▸ WHAT YOU NEED TO DO: Reproduce exactly the final portion of the data: every line from the one containing "Provide an outline for every instance of the backpack." through the last line, inclusive.

Shape annotation entries
= = = = =

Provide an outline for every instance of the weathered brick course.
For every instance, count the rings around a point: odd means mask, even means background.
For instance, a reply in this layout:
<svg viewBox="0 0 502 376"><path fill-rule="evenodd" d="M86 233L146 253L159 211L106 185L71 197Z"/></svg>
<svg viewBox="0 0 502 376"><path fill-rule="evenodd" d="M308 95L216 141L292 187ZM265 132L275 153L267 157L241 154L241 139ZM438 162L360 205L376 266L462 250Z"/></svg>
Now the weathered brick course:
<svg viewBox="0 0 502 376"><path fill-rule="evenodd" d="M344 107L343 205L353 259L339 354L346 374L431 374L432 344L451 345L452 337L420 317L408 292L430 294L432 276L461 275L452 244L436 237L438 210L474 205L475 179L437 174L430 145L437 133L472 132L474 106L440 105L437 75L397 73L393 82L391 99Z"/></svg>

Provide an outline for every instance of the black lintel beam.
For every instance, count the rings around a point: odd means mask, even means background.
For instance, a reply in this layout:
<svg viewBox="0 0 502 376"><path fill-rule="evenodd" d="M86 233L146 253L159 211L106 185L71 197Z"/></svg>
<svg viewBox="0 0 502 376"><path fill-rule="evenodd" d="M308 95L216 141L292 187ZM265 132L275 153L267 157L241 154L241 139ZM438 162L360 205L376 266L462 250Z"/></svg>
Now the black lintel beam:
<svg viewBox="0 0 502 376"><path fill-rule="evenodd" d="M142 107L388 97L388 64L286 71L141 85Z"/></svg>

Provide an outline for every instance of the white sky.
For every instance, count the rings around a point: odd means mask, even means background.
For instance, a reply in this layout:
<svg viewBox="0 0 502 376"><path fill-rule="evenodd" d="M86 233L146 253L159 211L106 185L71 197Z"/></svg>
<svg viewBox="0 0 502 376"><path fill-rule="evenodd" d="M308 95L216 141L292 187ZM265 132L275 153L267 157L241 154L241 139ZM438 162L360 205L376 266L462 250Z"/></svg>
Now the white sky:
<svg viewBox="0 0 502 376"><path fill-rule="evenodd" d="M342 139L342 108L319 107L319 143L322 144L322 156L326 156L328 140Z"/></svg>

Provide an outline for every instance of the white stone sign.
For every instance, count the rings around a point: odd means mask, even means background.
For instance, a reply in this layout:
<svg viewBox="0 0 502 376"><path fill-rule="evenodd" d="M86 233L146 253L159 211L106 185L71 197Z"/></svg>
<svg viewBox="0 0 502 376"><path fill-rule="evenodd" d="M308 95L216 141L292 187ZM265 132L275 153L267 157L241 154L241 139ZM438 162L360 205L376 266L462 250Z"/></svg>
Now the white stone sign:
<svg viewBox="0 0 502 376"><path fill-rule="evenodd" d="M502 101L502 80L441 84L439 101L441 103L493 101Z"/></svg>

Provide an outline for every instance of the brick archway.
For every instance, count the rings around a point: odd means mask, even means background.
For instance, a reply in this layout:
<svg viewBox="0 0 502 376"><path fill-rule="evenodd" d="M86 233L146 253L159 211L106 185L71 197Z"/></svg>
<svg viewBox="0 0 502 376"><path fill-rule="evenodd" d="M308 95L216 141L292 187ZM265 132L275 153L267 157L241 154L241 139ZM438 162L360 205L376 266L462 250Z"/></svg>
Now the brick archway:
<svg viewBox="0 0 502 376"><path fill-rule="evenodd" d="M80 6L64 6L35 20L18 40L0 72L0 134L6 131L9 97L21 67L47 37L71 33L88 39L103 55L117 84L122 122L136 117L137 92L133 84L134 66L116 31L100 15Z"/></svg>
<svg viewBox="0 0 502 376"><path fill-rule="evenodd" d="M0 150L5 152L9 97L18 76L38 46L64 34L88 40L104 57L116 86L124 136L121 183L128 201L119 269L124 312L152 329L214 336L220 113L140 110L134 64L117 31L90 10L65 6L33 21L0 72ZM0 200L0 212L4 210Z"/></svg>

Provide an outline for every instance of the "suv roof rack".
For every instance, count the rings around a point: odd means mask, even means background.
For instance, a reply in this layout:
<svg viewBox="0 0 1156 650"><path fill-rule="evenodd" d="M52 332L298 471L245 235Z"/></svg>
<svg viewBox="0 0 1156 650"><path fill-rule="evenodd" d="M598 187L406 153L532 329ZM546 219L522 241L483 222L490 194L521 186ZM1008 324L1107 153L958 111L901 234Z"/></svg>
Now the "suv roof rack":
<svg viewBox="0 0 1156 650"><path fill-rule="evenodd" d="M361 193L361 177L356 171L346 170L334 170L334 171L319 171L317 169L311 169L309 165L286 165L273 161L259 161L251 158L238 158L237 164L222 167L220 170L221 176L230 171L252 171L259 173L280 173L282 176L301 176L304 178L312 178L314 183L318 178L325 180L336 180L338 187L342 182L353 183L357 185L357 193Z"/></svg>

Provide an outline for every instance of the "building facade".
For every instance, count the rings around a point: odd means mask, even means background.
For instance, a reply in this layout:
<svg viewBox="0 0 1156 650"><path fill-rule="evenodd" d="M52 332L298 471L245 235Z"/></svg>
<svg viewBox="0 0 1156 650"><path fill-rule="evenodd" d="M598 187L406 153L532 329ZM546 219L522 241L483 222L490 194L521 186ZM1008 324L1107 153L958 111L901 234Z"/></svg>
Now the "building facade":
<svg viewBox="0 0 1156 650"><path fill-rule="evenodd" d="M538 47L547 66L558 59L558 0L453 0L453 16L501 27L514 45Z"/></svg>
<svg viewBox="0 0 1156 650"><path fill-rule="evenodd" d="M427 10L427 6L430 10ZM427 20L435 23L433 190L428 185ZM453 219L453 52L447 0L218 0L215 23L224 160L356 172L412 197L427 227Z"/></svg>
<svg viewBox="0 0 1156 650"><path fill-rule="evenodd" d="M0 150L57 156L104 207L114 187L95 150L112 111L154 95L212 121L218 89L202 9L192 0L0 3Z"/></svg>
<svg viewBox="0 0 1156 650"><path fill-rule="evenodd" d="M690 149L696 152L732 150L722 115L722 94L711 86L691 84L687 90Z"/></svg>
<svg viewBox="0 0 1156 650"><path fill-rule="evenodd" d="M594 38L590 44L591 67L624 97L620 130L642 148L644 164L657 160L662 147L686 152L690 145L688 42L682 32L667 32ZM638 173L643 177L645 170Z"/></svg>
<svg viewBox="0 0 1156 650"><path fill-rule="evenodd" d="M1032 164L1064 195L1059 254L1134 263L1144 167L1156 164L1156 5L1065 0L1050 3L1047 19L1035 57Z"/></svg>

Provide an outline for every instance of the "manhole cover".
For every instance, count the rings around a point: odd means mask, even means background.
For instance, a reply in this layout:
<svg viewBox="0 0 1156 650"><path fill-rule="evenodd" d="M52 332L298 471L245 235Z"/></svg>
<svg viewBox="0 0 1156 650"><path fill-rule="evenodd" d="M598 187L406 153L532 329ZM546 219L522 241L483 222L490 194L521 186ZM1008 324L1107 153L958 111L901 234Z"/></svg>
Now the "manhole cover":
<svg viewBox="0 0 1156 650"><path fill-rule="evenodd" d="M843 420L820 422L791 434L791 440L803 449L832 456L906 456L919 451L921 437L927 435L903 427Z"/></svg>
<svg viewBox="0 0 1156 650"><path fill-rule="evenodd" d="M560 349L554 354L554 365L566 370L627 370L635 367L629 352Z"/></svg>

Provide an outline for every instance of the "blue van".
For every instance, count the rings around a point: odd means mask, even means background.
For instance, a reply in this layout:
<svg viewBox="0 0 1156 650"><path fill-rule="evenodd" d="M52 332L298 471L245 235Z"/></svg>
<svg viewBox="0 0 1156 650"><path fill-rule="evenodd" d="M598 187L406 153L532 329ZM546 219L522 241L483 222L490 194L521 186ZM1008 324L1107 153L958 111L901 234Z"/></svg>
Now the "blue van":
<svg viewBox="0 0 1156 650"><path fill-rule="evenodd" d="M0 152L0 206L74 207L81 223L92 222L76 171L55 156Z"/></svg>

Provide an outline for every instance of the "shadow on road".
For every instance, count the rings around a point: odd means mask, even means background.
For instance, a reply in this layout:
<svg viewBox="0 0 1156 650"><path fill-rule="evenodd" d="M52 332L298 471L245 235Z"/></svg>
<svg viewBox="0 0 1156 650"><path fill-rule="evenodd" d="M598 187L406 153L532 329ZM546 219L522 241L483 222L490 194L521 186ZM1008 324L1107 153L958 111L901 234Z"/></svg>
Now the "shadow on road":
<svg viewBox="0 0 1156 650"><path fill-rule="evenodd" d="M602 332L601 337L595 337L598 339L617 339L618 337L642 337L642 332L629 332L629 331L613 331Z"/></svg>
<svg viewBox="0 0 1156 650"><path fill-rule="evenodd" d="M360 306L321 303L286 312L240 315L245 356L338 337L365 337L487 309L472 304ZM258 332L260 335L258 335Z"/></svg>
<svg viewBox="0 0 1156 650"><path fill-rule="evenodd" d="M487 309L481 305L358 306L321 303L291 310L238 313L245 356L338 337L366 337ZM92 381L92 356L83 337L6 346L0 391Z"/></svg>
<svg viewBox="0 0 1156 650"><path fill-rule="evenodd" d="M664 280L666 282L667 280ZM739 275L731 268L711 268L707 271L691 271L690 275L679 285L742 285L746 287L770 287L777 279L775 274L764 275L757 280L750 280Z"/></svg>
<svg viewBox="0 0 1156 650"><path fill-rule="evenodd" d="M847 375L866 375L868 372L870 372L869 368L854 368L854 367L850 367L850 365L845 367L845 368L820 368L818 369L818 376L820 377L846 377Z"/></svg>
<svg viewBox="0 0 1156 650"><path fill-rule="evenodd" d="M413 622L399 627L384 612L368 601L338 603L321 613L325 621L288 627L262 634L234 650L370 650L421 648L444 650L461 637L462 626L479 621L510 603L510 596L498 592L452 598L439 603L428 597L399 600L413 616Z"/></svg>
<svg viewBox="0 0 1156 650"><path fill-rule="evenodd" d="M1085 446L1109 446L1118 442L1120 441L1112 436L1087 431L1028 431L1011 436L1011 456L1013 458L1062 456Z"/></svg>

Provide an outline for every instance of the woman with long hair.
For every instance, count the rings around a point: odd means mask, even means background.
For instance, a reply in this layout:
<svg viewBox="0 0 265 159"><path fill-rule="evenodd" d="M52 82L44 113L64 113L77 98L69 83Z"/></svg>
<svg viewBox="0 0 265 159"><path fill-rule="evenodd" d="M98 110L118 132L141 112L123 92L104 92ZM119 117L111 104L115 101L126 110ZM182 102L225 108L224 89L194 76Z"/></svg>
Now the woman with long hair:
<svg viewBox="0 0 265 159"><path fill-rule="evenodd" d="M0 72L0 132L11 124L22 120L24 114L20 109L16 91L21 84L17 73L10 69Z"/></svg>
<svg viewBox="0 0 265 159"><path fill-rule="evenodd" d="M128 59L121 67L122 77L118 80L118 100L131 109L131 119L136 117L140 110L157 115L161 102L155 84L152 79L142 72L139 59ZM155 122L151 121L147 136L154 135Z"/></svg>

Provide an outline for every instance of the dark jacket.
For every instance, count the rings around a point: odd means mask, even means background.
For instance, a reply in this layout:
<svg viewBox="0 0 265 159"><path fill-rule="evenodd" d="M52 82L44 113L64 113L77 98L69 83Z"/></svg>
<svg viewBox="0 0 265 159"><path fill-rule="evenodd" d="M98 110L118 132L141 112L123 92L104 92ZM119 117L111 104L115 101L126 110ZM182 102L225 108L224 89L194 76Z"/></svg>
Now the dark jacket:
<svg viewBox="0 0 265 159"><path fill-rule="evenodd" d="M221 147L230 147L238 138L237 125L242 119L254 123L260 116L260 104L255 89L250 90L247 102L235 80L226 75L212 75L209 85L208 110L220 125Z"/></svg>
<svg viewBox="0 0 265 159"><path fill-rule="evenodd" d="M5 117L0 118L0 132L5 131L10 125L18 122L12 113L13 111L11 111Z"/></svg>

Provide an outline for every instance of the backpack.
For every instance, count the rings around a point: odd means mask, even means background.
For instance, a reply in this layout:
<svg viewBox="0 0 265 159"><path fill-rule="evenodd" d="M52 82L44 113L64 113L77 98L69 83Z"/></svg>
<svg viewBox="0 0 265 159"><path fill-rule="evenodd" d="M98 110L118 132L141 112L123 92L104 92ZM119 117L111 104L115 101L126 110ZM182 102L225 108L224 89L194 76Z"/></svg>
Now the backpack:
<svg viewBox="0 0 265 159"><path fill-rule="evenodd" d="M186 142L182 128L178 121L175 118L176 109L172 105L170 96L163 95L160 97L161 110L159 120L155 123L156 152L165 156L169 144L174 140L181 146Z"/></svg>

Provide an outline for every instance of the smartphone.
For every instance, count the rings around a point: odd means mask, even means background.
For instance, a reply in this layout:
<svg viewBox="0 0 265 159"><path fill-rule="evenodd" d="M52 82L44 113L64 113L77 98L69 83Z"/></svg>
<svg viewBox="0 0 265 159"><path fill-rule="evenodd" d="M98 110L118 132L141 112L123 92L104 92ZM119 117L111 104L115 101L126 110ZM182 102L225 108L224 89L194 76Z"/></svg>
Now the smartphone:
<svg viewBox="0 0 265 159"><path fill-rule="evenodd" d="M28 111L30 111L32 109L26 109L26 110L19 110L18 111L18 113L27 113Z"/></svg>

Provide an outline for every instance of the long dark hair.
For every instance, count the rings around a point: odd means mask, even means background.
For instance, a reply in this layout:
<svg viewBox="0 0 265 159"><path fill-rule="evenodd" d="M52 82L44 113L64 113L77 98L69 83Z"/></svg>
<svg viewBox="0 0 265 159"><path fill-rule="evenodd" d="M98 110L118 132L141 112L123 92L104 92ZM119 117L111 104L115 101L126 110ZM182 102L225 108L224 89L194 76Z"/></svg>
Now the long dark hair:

= = = = =

▸ TASK RESPONSE:
Provide an outline for every instance of the backpack.
For every instance, count the rings around a point: odd means mask, even means background.
For instance, a reply in this layout:
<svg viewBox="0 0 265 159"><path fill-rule="evenodd" d="M52 82L44 113L64 113L77 98L69 83Z"/></svg>
<svg viewBox="0 0 265 159"><path fill-rule="evenodd" d="M98 110L118 132L141 112L123 92L104 92ZM119 117L111 104L115 101L126 110ZM182 102L225 108L224 89L194 76Z"/></svg>
Now the backpack:
<svg viewBox="0 0 265 159"><path fill-rule="evenodd" d="M186 142L182 128L178 121L175 118L176 109L172 105L170 96L163 95L160 97L161 110L159 120L155 123L156 152L165 156L169 144L174 140L181 146Z"/></svg>

Provide an outline for every instance of the smartphone.
For every instance, count the rings around a point: odd means mask, even means background.
For instance, a reply in this layout:
<svg viewBox="0 0 265 159"><path fill-rule="evenodd" d="M52 82L44 113L64 113L77 98L69 83Z"/></svg>
<svg viewBox="0 0 265 159"><path fill-rule="evenodd" d="M98 110L118 132L141 112L123 92L104 92ZM119 117L111 104L115 101L126 110ZM182 102L225 108L224 89L194 76Z"/></svg>
Now the smartphone:
<svg viewBox="0 0 265 159"><path fill-rule="evenodd" d="M28 111L30 111L32 109L26 109L26 110L19 110L18 111L18 113L27 113Z"/></svg>

Provide an outline for every instance of the long dark hair.
For every instance, count the rings around a point: odd means mask, even means background.
For instance, a reply in this layout:
<svg viewBox="0 0 265 159"><path fill-rule="evenodd" d="M52 82L44 113L64 113L77 98L69 83Z"/></svg>
<svg viewBox="0 0 265 159"><path fill-rule="evenodd" d="M98 110L118 132L141 112L123 92L104 92ZM119 117L111 104L115 101L126 110ZM182 102L225 108L224 89L194 76Z"/></svg>
Now the long dark hair:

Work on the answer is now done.